### PARTS OF THE EXERCISE
(A) In the forum thread on random subset selection, which formula did the first poster use to plot densities against the given distribution?
(B) Reproduce part of the forum thread on random subset selection, beginning at the words "Solved: Re: Random" and stopping after "to the given distribution.".
(C) Write what comes next in the forum thread on random subset selection, starting after its final sentence.

### SUPPLIED PASSAGE
Solved: Re: Random subset selection for a given distribution

altug_bayram · Oct 15, 2018 03:33 PM

Hello ...

I am trying to randomly select from a column of data for a given normal distribution . The given distribution is different than that of the data.

Is there an easy way of accomplishing this with Table Subset's current options ? I could not see anything that could help me.

I also tried a formula, basically NormalDensity (X, mu, sigma) to plot the densities of the "data" against the given distribution.

But I still don't know how to say uniformly & randomly select from this formula so my outcome is as close as possible to the given distribution.

Thx. Appreciate the support.

ian_jmp · Oct 17, 2018 06:08 AM

If "So bottom line, I need to sub-select from 400K+ rows a number of sub-samples so that the distribution for the selected sub-sample is as close as possible to the given distribution" is what you want, maybe you could use this kind of approach, or something close to it?

### DATA ENTRIES

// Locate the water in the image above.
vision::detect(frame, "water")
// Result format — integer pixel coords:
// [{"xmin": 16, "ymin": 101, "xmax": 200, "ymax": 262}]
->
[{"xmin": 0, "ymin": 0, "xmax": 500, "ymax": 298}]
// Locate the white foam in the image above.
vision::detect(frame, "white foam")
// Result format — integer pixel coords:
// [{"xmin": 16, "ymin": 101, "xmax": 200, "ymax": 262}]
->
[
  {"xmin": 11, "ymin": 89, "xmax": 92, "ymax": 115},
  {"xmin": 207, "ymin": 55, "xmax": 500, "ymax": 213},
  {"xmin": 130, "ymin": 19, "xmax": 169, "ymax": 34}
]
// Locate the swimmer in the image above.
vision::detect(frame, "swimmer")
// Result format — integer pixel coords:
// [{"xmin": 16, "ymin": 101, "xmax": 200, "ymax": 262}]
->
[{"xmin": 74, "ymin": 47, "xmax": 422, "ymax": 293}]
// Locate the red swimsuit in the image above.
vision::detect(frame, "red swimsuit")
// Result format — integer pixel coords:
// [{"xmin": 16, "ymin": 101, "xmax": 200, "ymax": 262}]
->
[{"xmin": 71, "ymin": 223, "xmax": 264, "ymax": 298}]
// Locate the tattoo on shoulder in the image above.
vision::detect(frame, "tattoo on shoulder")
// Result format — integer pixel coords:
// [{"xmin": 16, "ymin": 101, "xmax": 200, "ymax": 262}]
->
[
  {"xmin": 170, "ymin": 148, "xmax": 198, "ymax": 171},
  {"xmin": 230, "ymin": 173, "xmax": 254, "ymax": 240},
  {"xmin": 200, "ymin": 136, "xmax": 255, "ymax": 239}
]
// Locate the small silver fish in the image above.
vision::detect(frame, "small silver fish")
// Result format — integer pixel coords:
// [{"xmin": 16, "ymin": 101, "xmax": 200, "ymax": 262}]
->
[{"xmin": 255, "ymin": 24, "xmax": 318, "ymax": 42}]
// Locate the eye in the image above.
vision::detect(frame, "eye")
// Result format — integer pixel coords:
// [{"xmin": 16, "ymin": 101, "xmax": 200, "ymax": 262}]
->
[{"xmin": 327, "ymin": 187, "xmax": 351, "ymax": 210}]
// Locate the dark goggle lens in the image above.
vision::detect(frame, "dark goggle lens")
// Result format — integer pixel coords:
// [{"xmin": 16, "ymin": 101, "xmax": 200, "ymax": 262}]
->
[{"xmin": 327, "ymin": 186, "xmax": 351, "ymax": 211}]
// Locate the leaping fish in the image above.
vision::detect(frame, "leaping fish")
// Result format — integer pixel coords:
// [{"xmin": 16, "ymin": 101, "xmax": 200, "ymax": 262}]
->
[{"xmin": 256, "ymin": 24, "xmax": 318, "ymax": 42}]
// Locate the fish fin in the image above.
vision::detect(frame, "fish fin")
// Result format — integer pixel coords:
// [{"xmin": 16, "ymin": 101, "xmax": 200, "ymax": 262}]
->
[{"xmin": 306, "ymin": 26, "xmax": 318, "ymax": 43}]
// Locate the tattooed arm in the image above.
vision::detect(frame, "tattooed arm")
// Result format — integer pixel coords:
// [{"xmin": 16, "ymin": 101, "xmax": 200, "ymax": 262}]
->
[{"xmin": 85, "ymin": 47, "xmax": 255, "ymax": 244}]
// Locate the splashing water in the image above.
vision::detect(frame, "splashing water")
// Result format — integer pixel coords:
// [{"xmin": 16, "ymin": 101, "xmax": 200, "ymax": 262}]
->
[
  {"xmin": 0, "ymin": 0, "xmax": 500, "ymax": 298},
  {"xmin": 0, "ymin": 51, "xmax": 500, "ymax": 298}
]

### TASK-BY-TASK RESULTS
(A) NormalDensity (X, mu, sigma)

(B)
Solved: Re: Random subset selection for a given distribution

altug_bayram · Oct 15, 2018 03:33 PM

Hello ...

I am trying to randomly select from a column of data for a given normal distribution . The given distribution is different than that of the data.

Is there an easy way of accomplishing this with Table Subset's current options ? I could not see anything that could help me.

I also tried a formula, basically NormalDensity (X, mu, sigma) to plot the densities of the "data" against the given distribution.

But I still don't know how to say uniformly & randomly select from this formula so my outcome is as close as possible to the given distribution.

(C)
NamesDefaultToHere(1);

// Make a big table
dt1 = NewTable("Big", NewColumn("Values", Numeric, Continuous, Formula(RandomUniform(-3,3))));
dt1 << addRows(40000);
dt1 << runFormulas;
Column(dt1, "Values") << deleteFormula;

// Make a small table
dt2 = NewTable("Small", NewColumn("Values", Numeric, Continuous, Formula(RandomNormal(0,1))));
dt2 << addRows(40);
dt2 << runFormulas;
Column(dt2, "Values") << deleteFormula;

// For each value in dt2, find a value in dt1 that's closest
bv = Column(dt1, "Values") << getValues;
sv = Column(dt2, "Values") << getValues;
selectedRows = J(NRow(sv), 1, .);
for(i=1, i<=NRow(sv), i++,
	dist = (bv - sv[i])^2;
	selectedRows[i] = LocMin(dist);
);

// Subset dt1
dt3 = dt1 << subset(rows(selectedRows), LinkToOriginalDataTable(1));

// Look at the distributions
NewWindow("Compare Distributions",
	HListBox(
		dt1 << Distribution( Continuous Distribution( Column( :Values ) ) ),
		dt2 << Distribution( Continuous Distribution( Column( :Values ) ) ),
		dt3 << Distribution( Continuous Distribution( Column( :Values ) ) )
		)
	);

View solution in original post

Jeff_Perkinson · Oct 17, 2018 05:58 PM

The approach that @ian_jmp found was the first thing I tried, but I abandoned it too early apparently as Ian found a way to overcome some shortcomings that I ran into. Nice job.

As for eliminating resampling of rows, I believe that Ian was suggesting adding the line:

	bv[Loc Min( dist )] = .;

to the for() loop. Thusly:

Names Default To Here( 1 );

// Make a big table
dt1 = New Table( "Big",
	New Column( "Values", Numeric, Continuous, Formula( Random Uniform( -3, 3 ) ) ),
	New Column("Row", Formula(Row()))
);
dt1 << addRows( 40000 );
dt1 << runFormulas;
Column( dt1, "Values" ) << deleteFormula;

// Make a small table
dt2 = New Table( "Small",
	New Column( "Values", Numeric, Continuous, Formula( Random Normal( 0, 1 ) ) )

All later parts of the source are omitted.